╭──

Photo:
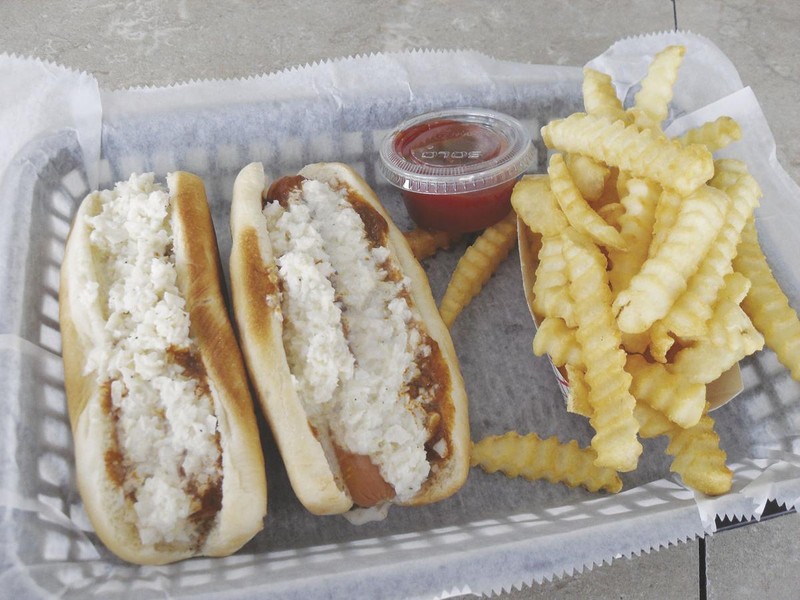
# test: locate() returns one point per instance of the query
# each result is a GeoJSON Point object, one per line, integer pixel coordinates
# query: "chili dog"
{"type": "Point", "coordinates": [353, 367]}
{"type": "Point", "coordinates": [167, 451]}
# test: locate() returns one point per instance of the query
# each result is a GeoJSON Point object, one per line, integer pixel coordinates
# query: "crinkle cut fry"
{"type": "Point", "coordinates": [557, 339]}
{"type": "Point", "coordinates": [691, 311]}
{"type": "Point", "coordinates": [636, 228]}
{"type": "Point", "coordinates": [682, 402]}
{"type": "Point", "coordinates": [697, 455]}
{"type": "Point", "coordinates": [731, 337]}
{"type": "Point", "coordinates": [663, 277]}
{"type": "Point", "coordinates": [535, 204]}
{"type": "Point", "coordinates": [589, 175]}
{"type": "Point", "coordinates": [578, 212]}
{"type": "Point", "coordinates": [766, 304]}
{"type": "Point", "coordinates": [615, 439]}
{"type": "Point", "coordinates": [651, 103]}
{"type": "Point", "coordinates": [531, 457]}
{"type": "Point", "coordinates": [599, 96]}
{"type": "Point", "coordinates": [478, 264]}
{"type": "Point", "coordinates": [645, 153]}
{"type": "Point", "coordinates": [551, 287]}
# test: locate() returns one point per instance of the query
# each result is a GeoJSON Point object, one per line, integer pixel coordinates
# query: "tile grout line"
{"type": "Point", "coordinates": [702, 568]}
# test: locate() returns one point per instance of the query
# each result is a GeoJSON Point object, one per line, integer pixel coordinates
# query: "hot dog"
{"type": "Point", "coordinates": [353, 367]}
{"type": "Point", "coordinates": [167, 450]}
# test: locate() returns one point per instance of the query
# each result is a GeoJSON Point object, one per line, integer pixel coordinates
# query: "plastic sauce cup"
{"type": "Point", "coordinates": [456, 168]}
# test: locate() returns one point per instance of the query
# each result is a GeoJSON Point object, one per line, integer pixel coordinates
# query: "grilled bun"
{"type": "Point", "coordinates": [167, 450]}
{"type": "Point", "coordinates": [351, 362]}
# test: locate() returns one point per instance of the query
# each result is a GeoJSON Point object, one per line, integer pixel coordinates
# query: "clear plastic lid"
{"type": "Point", "coordinates": [456, 151]}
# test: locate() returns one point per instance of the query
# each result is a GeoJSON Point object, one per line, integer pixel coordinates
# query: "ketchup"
{"type": "Point", "coordinates": [456, 168]}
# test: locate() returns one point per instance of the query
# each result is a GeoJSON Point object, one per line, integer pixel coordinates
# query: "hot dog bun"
{"type": "Point", "coordinates": [167, 450]}
{"type": "Point", "coordinates": [352, 364]}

╰──

WRITTEN REQUEST:
Reproduce the entries above without change, omitting all pictures.

WRITTEN SOLUTION:
Photo:
# test: locate() returns one point per instance of the query
# each result is a GeoJSON Point object, one per line, integer pixel coordinates
# query: "chili dog"
{"type": "Point", "coordinates": [353, 367]}
{"type": "Point", "coordinates": [167, 451]}
# test: locate() returns one point per instance of the query
# each result is a GeoJSON Point object, one per line, integer pixel coordinates
# query: "crinkle cut fry"
{"type": "Point", "coordinates": [557, 339]}
{"type": "Point", "coordinates": [691, 311]}
{"type": "Point", "coordinates": [636, 228]}
{"type": "Point", "coordinates": [682, 402]}
{"type": "Point", "coordinates": [697, 455]}
{"type": "Point", "coordinates": [731, 337]}
{"type": "Point", "coordinates": [663, 277]}
{"type": "Point", "coordinates": [535, 204]}
{"type": "Point", "coordinates": [589, 175]}
{"type": "Point", "coordinates": [578, 212]}
{"type": "Point", "coordinates": [766, 304]}
{"type": "Point", "coordinates": [615, 439]}
{"type": "Point", "coordinates": [651, 103]}
{"type": "Point", "coordinates": [531, 457]}
{"type": "Point", "coordinates": [599, 96]}
{"type": "Point", "coordinates": [478, 264]}
{"type": "Point", "coordinates": [645, 153]}
{"type": "Point", "coordinates": [551, 287]}
# test: locate() returns one point per instance of the query
# each result is a GeoJSON Point object, one per line, integer pixel coordinates
# query: "tile grout line"
{"type": "Point", "coordinates": [702, 568]}
# test: locate() returns one point per instance of the query
# each result is a GeoJSON Point object, one per line, integer pixel coordinates
# query: "hot dog"
{"type": "Point", "coordinates": [353, 367]}
{"type": "Point", "coordinates": [167, 450]}
# test: locate() returns one point per instance of the query
# each result is a GeoJSON Point object, one per line, integer pixel coordinates
# query: "plastic sauce cup"
{"type": "Point", "coordinates": [456, 168]}
# test: locate() returns one point per instance of the query
# each result is a GeoJSON Point object, one per line, integer pixel coordinates
# query: "grilled bun"
{"type": "Point", "coordinates": [167, 450]}
{"type": "Point", "coordinates": [351, 362]}
# test: locate() returns one point per instance of the query
# each result is a GeoJSON Point object, one per line, integer pixel coordinates
# query: "clear plastic lid"
{"type": "Point", "coordinates": [456, 151]}
# test: locate() returns one point per instance of the query
# each result is a GeoJSON Point object, one per line, integer pixel coordinates
# query: "ketchup"
{"type": "Point", "coordinates": [456, 168]}
# test: locate() returns one point per instance of the query
# each result is a GeoJSON Point object, one per line, integer pixel coordinates
# query: "hot dog bun"
{"type": "Point", "coordinates": [167, 450]}
{"type": "Point", "coordinates": [352, 364]}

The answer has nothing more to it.